== Text section ==

--- START ---

His longtime friend and colleague, Dave Endres, a Kirkwood resident, has been growing corn for nine years.

“We have been through different stages in our lives dealing with woodturning, horticulture and whiskey,” Gary says.

Dave grows corn on an unincorporated plot of land within the 63122 zip code. The corn is bred and grown separately, so there is no cross-pollination. 

“I do not own enough land in Kirkwood proper to grow corn, but the piece of property that I own is in the 63122 post office. So is it corn grown in Kirkwood? No. Is it corn grown in that zip code? Yes,” Dave explains.

Gary emphasizes that Dave is not making whiskey in Kirkwood and that Wood Hat Spirits is a completely legal operation, not moonshine.

“I grow the corn and mill it and take it to Gary,” Dave says. “Then Gary handles the whole distillation part of it [in New Florence].” 

Wood Hat Spirits distills “63122” unaged corn whiskey as well as “It’s About Time” aged whiskey, both made with corn grown in 63122.

“The statement ‘It’s About Time’ is a statement of age,” Dave says. “Where that wording came from my mother. When I would get something done, she would say, ‘It’s about time you got that done,’” Dave says.

It also alludes to the aging process of the whiskey, Gary adds.

“We not only grow our own corn, we breed our own corn,” Gary says. “We’re the only distillery that I know of anywhere that breeds its own corn.”

Breeding his own corn allows Gary to better control the taste and mouthfeel of his bourbons and whiskeys. He says they are in the process of predicting how the corn they breed will taste when they make whiskey with it. 

“One of the things we do is we make clear whiskey from the corn. We make cornbread and grits from that corn so we know how humans respond to that taste,” Gary says. “That gives us an idea of what kind of whiskey it’s going to make down the road so we can continue breeding those lines for future whiskeys. We’re pretty unique that way. There’s no one else out there that we know of who’s doing what we’re doing.”

Gary explains that most whiskeys and bourbons use No. 2 Yellow Dent corn, which is why many of them taste so similar. 

“We can breed the corn specifically to taste a certain way,” Gary says.

For example, blue corn whiskey is smooth up front, big in the middle and has a smooth finish. Red corn whiskey is not so smooth up front and has a big, spicy middle and finish. A red/blue corn whiskey is smooth on the front and spicy on the back.

Eco-consciousness is an important part of Gary’s distilling process. 

He owns the only wood-fired distillery (that Gary knows of) in the United States.

“The biggest stave mill in the world is right next door to us, and I used to work for that company,” Gary says. 

The mill makes barrel staves, which creates waste that is ground up into chips. Wood Hat uses those wood chips to fuel its wood-fired operation.

“We take that scrap wood and heat oil. We pump oil into our plant to do our cooking and distillation,” Gary says.

Wood Hat doesn’t waste any electricity cooling down the product. Instead, the distillery uses either geothermal or a tank outside the building with a heat exchanger for the cooling water.

“We’re extremely green in that regard because of the lack of BTUs involved in our process.”

Wood Hat has coils both in and below the concrete floors of the distillery to heat the building.

“We don’t spend any energy de-watering our mash. When we finish making whiskey, we take the starch out of the corn, and all the protein, vitamins and minerals are left in there, which makes a really high-quality animal feed.

Gary says, “As an American, as a citizen of this world, it means a lot. I always tend to tread lightly on the earth in whatever I do, I try to do so in a manner that doesn’t affect my environment and my fellow citizens in a negative way. That’s kind of who I am.”

When the distillery was built, Gary says energy consumption was a prime concern. “I’m only going to make whiskey in a way that doesn’t impact our carbon footprint.”

--- END ---

== About this exercise ==
In the text about Wood Hat Spirits, turn the paragraph beginning "For example, blue corn whiskey" into a short list that keeps its main facts.

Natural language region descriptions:
--- START ---

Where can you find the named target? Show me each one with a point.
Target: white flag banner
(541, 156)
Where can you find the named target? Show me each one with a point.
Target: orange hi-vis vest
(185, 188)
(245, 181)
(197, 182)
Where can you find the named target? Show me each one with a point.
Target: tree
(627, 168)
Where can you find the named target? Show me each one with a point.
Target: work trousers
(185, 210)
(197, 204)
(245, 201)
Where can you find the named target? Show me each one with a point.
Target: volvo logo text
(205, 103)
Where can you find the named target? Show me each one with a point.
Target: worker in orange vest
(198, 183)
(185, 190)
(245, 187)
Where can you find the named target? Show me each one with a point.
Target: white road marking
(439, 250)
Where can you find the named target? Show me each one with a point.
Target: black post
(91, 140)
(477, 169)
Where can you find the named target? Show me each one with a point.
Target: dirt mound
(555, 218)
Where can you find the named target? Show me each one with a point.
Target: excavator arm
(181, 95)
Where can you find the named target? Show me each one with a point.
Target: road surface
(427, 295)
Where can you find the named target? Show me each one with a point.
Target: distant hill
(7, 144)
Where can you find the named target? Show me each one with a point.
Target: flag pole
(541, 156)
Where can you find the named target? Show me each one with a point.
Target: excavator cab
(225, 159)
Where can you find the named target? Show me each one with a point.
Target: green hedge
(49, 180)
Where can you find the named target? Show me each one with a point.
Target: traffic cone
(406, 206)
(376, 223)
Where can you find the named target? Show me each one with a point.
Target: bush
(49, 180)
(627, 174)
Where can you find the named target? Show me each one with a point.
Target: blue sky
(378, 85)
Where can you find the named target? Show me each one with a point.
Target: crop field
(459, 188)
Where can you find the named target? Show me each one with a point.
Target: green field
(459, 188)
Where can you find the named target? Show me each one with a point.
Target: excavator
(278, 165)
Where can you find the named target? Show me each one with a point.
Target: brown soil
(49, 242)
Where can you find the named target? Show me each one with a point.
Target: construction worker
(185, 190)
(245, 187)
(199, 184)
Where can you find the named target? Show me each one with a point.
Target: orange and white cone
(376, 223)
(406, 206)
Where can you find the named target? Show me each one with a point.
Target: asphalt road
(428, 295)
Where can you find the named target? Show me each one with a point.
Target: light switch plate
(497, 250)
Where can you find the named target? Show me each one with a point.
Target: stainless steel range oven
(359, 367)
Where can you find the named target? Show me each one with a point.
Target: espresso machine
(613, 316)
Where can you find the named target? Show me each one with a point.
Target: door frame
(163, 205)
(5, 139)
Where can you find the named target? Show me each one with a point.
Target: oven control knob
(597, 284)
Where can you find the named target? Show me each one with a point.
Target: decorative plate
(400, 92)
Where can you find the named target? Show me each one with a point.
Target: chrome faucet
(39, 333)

--- END ---

== Answer section ==
- Blue corn whiskey: smooth up front, big in the middle, smooth finish
- Red corn whiskey: not so smooth up front, with a big, spicy middle and finish
- Red/blue corn whiskey: smooth on the front, spicy on the back